Extract —

Godrey Argent Studio, via The Royal Society
If you’re reading this, it’s likely you are doing so on a computer of some sort. From phones to laptops to tablets, our world is made possible by the number-crunching hardware behind your screen. The advent of modern computing has opened the doors to a new age of humanity; however, as a result of wartime classification and homophobia, you may know very little about the mind responsible for making modern computers.
Alan Turing was born on June 28. 1912 in London, where he would attend the University of Cambridge before obtaining a fellowship position at King’s college in 1934. There, he would publish his seminal paper in 1936, “On Computable Numbers, with an Application to the Entscheidungsproblem.”
The Entscheidungsproblem, or Decision Problem, was a proposition that one could find an algorithm to determine whether a mathematical statement could be proven, being given a statement and returning a “Yes” or a “No.” Turing and another scientist named Alonzo Church independently proved that the Entscheidungsproblem could not be answered, affirming that not every problem in mathematics can be solved by a computer.
Crucially, Turing’s 1936 paper also proved that any operation performed by computers, which were at the time human (often female) number-crunchers, could also be performed by his universal Turing Machine. According to Turing, these human computers were "supposed to be following fixed rules; [they had] no authority to deviate from them in any detail." If this was true, then Turing’s own nonhuman “computer” could perform just like a human one, without tiring or making mistakes—an idea which laid the groundwork for modern computing.
Following his stay at King’s college, Turing would obtain his PhD at Princeton University in 1938, returning to England in time to see war erupt across Europe. At the time, Germany used a complex machine known as Enigma to encode wartime messages. With information from Bomba, a Polish-made codebreaker, Alan Turing and a team of researchers working in Bletchley Park invented the Bombe. This machine continued to decipher German messages even after a change in operating procedures rendered the Polish Bomba useless. The Bombe went on to decode countless German messages and were essential to British reconnaissance, not only representing an astounding advancement in computing technology but becoming essential to the Allied victory.
Though their efforts at Bletchley Park would remain classified for the rest of Turing and his coworker’s lives, Turing’s career would continue going uphill, becoming an Officer of the Most Excellent Order of the British Empire and a member of the Royal Society of London, and contributing much to the growing field of modern computing. However, his life would soon take a sharp and unjust turn.
In 1952, Alan Turing was convicted for “gross indecency” because he was homosexual. His career opportunities were dashed by this criminal record, and he was subjected to hormone therapy equivalent to chemical castration. Two years later, Turing died a criminal, a victim of Britain’s homophobic laws despite his contributions to his country and the scientific community. He was killed due to cyanide poisoning and the official cause of death was suicide, though some doubt this verdict.
England was slow to recognize Turing’s work and apologize for their mistreatment of the queer mathematician; however, his case gained infamy in the early 21st century and in 2009 Prime Minister Gordon Brown publicly apologized for Britain’s “utterly unfair” treatment of the man. In 2013, Queen Elizabeth II granted Alan Turing a royal pardon.
Today, we use programming and microchips to mold the number-crunching capabilities of the computer to create all sorts of amazing innovations, but at the heart of it all is Alan Turing—a queer man with a revolutionary mind, who had a complicated story and lived in an equally complicated time. It is crucial that we amplify the voices and tell the stories of such figures, who have been silenced and unjustly incriminated for far too long.

Provided records —
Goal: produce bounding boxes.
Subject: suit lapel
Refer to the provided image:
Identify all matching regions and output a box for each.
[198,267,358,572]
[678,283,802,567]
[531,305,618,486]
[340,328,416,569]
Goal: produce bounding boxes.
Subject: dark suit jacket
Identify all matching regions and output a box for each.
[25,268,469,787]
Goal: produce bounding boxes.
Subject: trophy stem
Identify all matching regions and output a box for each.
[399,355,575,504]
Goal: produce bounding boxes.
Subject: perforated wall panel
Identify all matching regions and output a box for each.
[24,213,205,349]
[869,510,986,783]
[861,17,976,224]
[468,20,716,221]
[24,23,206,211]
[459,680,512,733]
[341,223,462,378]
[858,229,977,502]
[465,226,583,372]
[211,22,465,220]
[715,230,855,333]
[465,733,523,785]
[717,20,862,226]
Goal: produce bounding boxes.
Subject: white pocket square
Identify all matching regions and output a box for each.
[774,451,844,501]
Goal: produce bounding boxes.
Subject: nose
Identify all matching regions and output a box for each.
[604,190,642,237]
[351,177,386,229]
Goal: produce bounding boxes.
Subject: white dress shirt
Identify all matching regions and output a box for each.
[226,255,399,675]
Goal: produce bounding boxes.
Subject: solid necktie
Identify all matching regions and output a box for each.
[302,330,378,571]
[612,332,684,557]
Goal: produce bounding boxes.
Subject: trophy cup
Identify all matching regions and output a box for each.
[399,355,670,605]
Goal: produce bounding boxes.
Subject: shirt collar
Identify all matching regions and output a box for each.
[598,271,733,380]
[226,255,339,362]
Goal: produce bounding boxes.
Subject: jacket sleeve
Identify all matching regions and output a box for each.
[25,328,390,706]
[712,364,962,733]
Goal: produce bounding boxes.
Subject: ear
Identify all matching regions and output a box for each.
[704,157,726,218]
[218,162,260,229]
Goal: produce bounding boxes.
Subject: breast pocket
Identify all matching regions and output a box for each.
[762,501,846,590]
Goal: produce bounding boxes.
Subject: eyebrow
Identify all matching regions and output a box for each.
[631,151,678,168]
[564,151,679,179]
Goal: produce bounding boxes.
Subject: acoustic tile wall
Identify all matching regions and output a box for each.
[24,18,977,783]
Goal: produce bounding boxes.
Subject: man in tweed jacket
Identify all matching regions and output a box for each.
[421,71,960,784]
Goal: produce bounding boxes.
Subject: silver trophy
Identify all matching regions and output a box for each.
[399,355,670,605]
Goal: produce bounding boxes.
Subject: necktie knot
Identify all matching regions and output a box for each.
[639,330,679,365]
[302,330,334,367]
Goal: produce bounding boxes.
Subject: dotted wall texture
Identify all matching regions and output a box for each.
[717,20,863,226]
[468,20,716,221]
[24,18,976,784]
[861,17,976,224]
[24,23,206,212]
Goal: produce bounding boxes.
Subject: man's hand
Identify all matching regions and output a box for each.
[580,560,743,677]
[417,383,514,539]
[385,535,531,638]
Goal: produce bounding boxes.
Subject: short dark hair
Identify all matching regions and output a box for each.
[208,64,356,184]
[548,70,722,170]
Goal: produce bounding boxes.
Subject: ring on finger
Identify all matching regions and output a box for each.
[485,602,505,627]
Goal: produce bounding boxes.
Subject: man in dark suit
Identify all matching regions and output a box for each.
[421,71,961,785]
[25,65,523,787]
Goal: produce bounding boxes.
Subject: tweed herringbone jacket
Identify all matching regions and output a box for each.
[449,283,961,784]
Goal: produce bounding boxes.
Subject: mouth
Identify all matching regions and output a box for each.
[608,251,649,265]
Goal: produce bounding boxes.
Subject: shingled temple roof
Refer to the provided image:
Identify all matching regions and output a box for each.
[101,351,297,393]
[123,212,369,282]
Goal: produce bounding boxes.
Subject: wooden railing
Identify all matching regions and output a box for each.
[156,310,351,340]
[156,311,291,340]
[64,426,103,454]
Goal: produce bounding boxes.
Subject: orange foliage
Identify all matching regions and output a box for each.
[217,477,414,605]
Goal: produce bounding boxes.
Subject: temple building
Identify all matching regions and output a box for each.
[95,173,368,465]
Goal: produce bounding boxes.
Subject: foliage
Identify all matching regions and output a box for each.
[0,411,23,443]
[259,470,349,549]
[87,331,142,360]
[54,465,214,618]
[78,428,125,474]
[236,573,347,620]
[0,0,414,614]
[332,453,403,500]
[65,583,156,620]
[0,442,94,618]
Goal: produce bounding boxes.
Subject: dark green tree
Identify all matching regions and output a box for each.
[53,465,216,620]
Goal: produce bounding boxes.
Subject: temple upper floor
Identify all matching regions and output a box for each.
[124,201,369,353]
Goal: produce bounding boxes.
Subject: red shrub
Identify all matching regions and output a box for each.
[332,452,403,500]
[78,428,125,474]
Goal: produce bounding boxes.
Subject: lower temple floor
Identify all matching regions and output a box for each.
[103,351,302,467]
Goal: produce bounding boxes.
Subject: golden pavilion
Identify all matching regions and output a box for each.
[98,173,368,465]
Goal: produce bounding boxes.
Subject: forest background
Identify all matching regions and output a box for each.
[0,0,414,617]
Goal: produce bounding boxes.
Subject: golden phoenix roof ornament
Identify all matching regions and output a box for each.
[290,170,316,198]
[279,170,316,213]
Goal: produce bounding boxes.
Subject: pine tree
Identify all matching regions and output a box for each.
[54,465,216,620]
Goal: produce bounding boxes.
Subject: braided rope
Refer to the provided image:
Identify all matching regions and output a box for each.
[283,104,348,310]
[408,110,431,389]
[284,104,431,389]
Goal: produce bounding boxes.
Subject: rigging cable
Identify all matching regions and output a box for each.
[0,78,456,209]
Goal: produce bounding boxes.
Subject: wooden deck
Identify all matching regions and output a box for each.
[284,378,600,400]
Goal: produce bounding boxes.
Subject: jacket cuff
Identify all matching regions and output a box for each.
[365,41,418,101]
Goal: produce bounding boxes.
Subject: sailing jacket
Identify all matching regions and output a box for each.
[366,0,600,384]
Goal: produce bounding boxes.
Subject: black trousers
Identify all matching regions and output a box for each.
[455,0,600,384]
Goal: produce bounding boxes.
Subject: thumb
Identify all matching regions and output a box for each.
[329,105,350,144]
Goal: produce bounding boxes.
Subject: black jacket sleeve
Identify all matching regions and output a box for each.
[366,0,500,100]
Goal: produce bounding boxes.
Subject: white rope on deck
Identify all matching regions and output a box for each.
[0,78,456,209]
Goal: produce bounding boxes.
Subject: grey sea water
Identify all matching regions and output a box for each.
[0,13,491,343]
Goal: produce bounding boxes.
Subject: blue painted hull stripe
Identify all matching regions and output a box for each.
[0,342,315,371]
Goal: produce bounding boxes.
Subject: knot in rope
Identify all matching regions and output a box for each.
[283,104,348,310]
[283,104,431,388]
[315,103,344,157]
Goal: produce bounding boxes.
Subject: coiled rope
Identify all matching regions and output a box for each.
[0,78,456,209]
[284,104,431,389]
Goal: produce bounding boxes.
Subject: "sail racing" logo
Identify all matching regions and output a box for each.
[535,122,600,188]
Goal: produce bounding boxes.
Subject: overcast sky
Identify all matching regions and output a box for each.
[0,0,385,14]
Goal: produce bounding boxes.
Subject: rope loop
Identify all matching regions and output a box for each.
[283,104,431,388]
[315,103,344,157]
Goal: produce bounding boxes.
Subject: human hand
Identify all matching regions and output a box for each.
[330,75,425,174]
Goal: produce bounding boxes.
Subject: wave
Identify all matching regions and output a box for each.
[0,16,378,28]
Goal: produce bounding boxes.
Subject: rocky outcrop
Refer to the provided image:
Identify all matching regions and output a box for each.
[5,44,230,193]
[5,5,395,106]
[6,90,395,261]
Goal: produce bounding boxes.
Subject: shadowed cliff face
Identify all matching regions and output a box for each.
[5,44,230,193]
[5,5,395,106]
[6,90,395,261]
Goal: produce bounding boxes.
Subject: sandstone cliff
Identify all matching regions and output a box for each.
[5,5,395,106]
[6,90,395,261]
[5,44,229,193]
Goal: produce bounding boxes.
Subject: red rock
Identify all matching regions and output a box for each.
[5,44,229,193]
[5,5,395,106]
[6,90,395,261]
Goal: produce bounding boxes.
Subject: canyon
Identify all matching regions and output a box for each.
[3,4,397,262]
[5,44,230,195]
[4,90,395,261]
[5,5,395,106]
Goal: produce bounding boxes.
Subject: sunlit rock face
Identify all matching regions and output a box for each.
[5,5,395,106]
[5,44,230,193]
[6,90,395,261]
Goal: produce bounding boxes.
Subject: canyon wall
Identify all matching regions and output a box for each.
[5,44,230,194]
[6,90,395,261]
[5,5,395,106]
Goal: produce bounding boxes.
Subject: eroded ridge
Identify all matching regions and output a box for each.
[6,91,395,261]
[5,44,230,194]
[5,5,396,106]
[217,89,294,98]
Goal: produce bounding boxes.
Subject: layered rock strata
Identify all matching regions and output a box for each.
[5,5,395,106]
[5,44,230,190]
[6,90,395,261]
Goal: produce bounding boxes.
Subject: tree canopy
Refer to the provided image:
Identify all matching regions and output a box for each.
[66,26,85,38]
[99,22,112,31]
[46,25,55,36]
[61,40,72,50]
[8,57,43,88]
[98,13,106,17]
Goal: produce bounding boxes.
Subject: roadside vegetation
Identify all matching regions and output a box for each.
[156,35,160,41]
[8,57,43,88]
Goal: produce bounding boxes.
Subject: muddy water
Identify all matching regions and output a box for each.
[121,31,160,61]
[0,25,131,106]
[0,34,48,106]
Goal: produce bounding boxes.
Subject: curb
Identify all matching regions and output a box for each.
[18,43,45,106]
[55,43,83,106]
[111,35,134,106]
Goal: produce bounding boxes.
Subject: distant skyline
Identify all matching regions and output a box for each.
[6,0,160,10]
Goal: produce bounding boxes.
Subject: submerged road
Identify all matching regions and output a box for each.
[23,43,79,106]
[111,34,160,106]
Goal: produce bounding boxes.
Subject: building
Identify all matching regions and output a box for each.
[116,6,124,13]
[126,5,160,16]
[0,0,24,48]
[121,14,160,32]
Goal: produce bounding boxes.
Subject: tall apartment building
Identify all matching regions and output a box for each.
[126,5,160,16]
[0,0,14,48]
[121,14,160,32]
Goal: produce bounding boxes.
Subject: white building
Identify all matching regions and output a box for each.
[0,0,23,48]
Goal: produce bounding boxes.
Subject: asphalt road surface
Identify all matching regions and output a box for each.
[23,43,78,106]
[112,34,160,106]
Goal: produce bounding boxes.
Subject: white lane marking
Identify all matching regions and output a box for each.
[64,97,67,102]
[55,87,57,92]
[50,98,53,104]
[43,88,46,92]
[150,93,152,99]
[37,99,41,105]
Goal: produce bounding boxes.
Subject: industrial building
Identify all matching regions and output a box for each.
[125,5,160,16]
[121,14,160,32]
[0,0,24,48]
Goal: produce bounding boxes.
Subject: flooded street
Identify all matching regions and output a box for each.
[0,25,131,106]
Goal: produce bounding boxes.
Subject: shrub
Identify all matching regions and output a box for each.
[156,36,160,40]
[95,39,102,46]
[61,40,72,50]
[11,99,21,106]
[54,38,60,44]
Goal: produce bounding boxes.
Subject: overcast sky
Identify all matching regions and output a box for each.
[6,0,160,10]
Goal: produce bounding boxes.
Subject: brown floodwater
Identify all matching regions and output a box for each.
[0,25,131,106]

Your task — Which machines does the Alan Turing article name? List every one.

Answer area —
- The universal Turing Machine
- Enigma
- Bomba
- The Bombe